EXCERPT:
------------------------------------------------

Review: Ezra Klein and Derek Thompson, Abundance (Simon & Schuster, 2025, 288 pp.)
Abundance, the new and much discussed work from the NYT’s Ezra Klein and the Atlantic’s Derek Thompson, is a book with two distinct visions. The authors would like to believe that these are, if not one and the same, then reconcilable. Unfortunately, they are not.
The first way to understand Abundance is as an intra-coalitional argument. Klein and Thompson are (they take great pains to remind us) liberals. And the book’s primary audience is fellow liberals, with the goal of galvanizing one side of an intra-liberal debate while chastising another.
In Klein and Thompson’s view, the liberal agenda is in conflict with itself. On the one hand, liberals want the state to deliver many goods and services efficiently and universally. They want health care and roads and houses and science funding and so on. Most importantly, they want the state to solve big problems: to fix climate change and disease and poverty and the rest.
On the other hand, liberals also want to regulate the processes by which these things are produced. They want to make sure that the housing is produced in a way that is not disruptive of community character, or doesn’t hand too much profit over to business. They want to make sure the solar panels are not constructed in a way that disrupts anyone’s view, or hurts endangered species. They want to distribute life-saving medication, but in a way that promotes racial equity.
Klein and Thompson think that liberals have leaned too heavily into this regulatory agenda, in a way that stifles the production of the things they want the state to produce. This position is obviously influenced by their experiences in California, a state where regulatory constraint has bottlenecked everything from housing to disaster relief. But they are informed also by the history of environmental and consumer-oriented regulation: the National Environmental Policy Act, Ralph Nader, Silent Spring, and so on.1
It is for this reason that many of Klein and Thompson’s left-wing critics (who are, bluntly, mostly operating in bad faith) accuse them of being crypto-rightists. Indeed, it is a little odd to read an explicitly progressive book that acknowledges, however obliquely, that the Endangered Species Act—one of the triumphs of 20th century liberalism—was probably on net a mistake.

------------------------------------------------

[Data excerpts]
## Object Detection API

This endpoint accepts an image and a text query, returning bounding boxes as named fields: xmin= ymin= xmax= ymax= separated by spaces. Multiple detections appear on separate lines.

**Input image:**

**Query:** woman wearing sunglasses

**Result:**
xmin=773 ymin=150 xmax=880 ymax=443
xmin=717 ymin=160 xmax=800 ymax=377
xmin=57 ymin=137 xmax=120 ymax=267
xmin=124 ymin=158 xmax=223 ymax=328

------------------------------------------------

WORK TO BE COMPLETED: Copy out the entire review of Abundance word for word. This data has nothing to do with the review of Abundance.

TASK ANSWER:
Review: Ezra Klein and Derek Thompson, Abundance (Simon & Schuster, 2025, 288 pp.)
Abundance, the new and much discussed work from the NYT’s Ezra Klein and the Atlantic’s Derek Thompson, is a book with two distinct visions. The authors would like to believe that these are, if not one and the same, then reconcilable. Unfortunately, they are not.
The first way to understand Abundance is as an intra-coalitional argument. Klein and Thompson are (they take great pains to remind us) liberals. And the book’s primary audience is fellow liberals, with the goal of galvanizing one side of an intra-liberal debate while chastising another.
In Klein and Thompson’s view, the liberal agenda is in conflict with itself. On the one hand, liberals want the state to deliver many goods and services efficiently and universally. They want health care and roads and houses and science funding and so on. Most importantly, they want the state to solve big problems: to fix climate change and disease and poverty and the rest.
On the other hand, liberals also want to regulate the processes by which these things are produced. They want to make sure that the housing is produced in a way that is not disruptive of community character, or doesn’t hand too much profit over to business. They want to make sure the solar panels are not constructed in a way that disrupts anyone’s view, or hurts endangered species. They want to distribute life-saving medication, but in a way that promotes racial equity.
Klein and Thompson think that liberals have leaned too heavily into this regulatory agenda, in a way that stifles the production of the things they want the state to produce. This position is obviously influenced by their experiences in California, a state where regulatory constraint has bottlenecked everything from housing to disaster relief. But they are informed also by the history of environmental and consumer-oriented regulation: the National Environmental Policy Act, Ralph Nader, Silent Spring, and so on.1
It is for this reason that many of Klein and Thompson’s left-wing critics (who are, bluntly, mostly operating in bad faith) accuse them of being crypto-rightists. Indeed, it is a little odd to read an explicitly progressive book that acknowledges, however obliquely, that the Endangered Species Act—one of the triumphs of 20th century liberalism—was probably on net a mistake.